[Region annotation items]
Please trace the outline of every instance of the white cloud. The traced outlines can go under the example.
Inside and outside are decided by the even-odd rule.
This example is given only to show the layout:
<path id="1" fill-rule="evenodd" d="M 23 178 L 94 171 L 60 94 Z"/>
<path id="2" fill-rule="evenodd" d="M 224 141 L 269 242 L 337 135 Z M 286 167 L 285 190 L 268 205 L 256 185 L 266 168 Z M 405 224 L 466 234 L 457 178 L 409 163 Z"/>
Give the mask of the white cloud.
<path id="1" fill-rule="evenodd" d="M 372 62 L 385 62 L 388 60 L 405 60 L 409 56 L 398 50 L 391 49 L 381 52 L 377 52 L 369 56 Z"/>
* * *
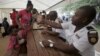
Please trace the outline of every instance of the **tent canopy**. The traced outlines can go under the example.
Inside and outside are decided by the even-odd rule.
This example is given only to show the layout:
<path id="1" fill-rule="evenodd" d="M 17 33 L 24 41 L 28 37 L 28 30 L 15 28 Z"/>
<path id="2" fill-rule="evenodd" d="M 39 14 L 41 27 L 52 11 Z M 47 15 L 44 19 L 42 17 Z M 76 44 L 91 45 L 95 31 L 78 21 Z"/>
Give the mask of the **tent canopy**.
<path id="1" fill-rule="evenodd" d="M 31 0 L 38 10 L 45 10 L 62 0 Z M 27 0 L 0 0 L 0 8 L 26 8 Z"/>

[Task objective]: Rewrite the lines as a numbered list with no blank lines. Begin at the line that has "Please trace the outline of every instance of the **tent" and stop after the line that has "31 0 L 38 10".

[Written answer]:
1. Please trace the outline of every instance of the **tent canopy**. The traced outlines can go under the example.
2. Inside and outside are decided by the even-odd rule.
3. This example is given only to show the layout:
4. <path id="1" fill-rule="evenodd" d="M 17 33 L 24 41 L 28 37 L 28 30 L 15 28 Z"/>
5. <path id="2" fill-rule="evenodd" d="M 39 14 L 41 27 L 52 11 Z M 47 15 L 44 19 L 42 17 Z M 76 44 L 91 45 L 95 31 L 78 21 Z"/>
6. Give the mask of the **tent canopy**.
7. <path id="1" fill-rule="evenodd" d="M 31 0 L 38 10 L 45 10 L 62 0 Z M 27 0 L 0 0 L 0 8 L 26 8 Z"/>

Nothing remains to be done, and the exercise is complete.